Mudança de lua
Tereza Cruvinel
Estado de Minas: 18/03/2014
Tereza Cruvinel
Estado de Minas: 18/03/2014
Depois de três meses
de idas e vindas, a presidente Dilma encerrou ontem a reforma do
ministério, com a qual teve mais perdas do que ganhos, colhendo mais
desgaste do que apoios. A cerimônia foi morna, e notável a ausência dos
deputados do PMDB, ainda com os brios feridos pela refrega da qual
saíram com o espaço reduzido no governo. De um lado e de outro,
entretanto, o ambiente, agora, é de busca da distensão, a começar pelo
encontro de ontem entre o líder dos rebeldes, Eduardo Cunha, e os
ministros Mercadante (Gabinete Civil) e Eduardo Cardoso (Justiça).
O instinto de preservação do poder parece ter falado alto a todos: nem Dilma está em condições de esnobar o PMDB nem o partido tem alternativas mais seguras nesta eleição em que a presidente, por ora, é favorita. Mas, na semana passada, no auge da crise, ameaças pesadas chegaram a ser feitas. Afora o desabafo de Dilma, que teria dito preferir a derrota eleitoral a ter que se submeter a chantagens, no Congresso, petistas e peemedebistas foram ao limite nos arroubos verbais. Alguns petistas fizeram chegar aos aliados que, se eles quisessem mesmo romper a aliança, não teria problema. O PT viria com uma bomba atômica, a chapa Dilma-Lula, com o ex-presidente no lugar de Michel Temer. A tão provocador recado, alguns peemedebistas reagido, insinuado que alguma denúncia, sobre mensalão e outros escândalos, poderia tornar Lula inelegível. Como se vê, petistas e peemedebistas chegaram a trocar socos abaixo da chamada linha da cintura. Agora, é esperar para ver aonde chega a distensão, que depende muito da arrumação final dos palanques nos estados.

Registros mostrados:

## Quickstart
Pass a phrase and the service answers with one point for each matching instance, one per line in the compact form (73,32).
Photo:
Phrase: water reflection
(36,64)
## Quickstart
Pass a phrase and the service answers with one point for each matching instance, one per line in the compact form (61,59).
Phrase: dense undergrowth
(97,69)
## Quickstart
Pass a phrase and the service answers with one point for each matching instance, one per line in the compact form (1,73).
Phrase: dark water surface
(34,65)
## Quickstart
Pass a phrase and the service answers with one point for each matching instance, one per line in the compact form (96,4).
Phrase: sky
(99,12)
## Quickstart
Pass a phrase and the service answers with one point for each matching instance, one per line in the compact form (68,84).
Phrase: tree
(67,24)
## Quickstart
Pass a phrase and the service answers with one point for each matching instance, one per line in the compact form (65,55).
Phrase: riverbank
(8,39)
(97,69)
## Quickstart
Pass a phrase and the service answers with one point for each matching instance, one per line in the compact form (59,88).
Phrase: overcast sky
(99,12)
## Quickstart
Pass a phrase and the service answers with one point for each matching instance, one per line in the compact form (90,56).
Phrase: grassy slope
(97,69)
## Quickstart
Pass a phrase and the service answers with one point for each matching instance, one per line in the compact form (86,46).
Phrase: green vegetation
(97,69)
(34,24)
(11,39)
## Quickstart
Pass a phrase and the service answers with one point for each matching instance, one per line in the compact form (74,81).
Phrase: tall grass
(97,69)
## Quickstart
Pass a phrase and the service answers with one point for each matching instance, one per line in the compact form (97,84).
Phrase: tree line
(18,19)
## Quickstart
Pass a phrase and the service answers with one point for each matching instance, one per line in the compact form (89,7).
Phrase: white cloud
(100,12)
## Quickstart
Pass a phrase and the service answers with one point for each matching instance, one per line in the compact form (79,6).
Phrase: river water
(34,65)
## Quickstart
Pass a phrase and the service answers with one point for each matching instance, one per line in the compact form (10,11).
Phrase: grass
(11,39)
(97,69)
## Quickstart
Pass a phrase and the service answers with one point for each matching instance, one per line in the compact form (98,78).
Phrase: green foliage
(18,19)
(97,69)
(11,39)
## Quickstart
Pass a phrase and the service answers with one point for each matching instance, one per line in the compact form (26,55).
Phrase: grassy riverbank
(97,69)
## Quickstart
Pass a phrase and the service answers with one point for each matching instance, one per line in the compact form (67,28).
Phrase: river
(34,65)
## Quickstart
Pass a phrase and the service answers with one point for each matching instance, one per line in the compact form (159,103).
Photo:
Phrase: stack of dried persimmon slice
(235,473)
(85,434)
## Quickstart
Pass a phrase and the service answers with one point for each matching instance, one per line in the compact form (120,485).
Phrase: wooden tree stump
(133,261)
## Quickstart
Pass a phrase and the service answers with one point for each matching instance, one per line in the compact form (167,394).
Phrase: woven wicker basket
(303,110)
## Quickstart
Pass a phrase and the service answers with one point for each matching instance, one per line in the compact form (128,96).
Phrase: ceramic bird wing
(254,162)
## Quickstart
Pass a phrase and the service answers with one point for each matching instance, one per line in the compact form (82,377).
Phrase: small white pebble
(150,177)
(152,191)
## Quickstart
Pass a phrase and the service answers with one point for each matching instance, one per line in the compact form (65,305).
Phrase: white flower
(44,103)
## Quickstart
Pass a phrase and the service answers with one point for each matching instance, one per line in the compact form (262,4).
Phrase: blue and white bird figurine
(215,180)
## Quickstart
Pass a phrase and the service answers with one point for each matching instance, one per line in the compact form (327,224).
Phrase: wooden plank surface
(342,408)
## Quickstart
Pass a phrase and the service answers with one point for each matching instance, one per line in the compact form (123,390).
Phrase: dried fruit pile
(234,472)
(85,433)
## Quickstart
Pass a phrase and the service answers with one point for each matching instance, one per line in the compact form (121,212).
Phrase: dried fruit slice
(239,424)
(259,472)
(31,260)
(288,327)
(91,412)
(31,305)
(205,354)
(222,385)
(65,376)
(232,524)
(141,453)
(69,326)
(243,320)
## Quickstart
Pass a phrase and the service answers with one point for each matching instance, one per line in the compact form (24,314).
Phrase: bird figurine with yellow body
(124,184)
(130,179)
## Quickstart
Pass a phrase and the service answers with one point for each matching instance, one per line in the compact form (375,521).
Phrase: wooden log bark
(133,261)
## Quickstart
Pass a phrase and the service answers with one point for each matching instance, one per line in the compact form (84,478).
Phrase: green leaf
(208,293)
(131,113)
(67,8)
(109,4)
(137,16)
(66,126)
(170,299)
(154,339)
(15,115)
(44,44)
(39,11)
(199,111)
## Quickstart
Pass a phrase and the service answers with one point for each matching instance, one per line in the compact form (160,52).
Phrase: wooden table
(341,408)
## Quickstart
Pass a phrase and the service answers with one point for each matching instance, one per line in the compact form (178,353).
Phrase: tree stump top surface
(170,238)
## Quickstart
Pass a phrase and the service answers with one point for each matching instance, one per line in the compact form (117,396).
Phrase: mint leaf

O que fazer:
Reproduza, do texto sobre a reforma do ministério, a parte que começa em "Mudança de lua" e termina em "Eduardo Cardoso (Justiça).".

Resultado:
Mudança de lua
Tereza Cruvinel
Estado de Minas: 18/03/2014
Tereza Cruvinel
Estado de Minas: 18/03/2014
Depois de três meses
de idas e vindas, a presidente Dilma encerrou ontem a reforma do
ministério, com a qual teve mais perdas do que ganhos, colhendo mais
desgaste do que apoios. A cerimônia foi morna, e notável a ausência dos
deputados do PMDB, ainda com os brios feridos pela refrega da qual
saíram com o espaço reduzido no governo. De um lado e de outro,
entretanto, o ambiente, agora, é de busca da distensão, a começar pelo
encontro de ontem entre o líder dos rebeldes, Eduardo Cunha, e os
ministros Mercadante (Gabinete Civil) e Eduardo Cardoso (Justiça).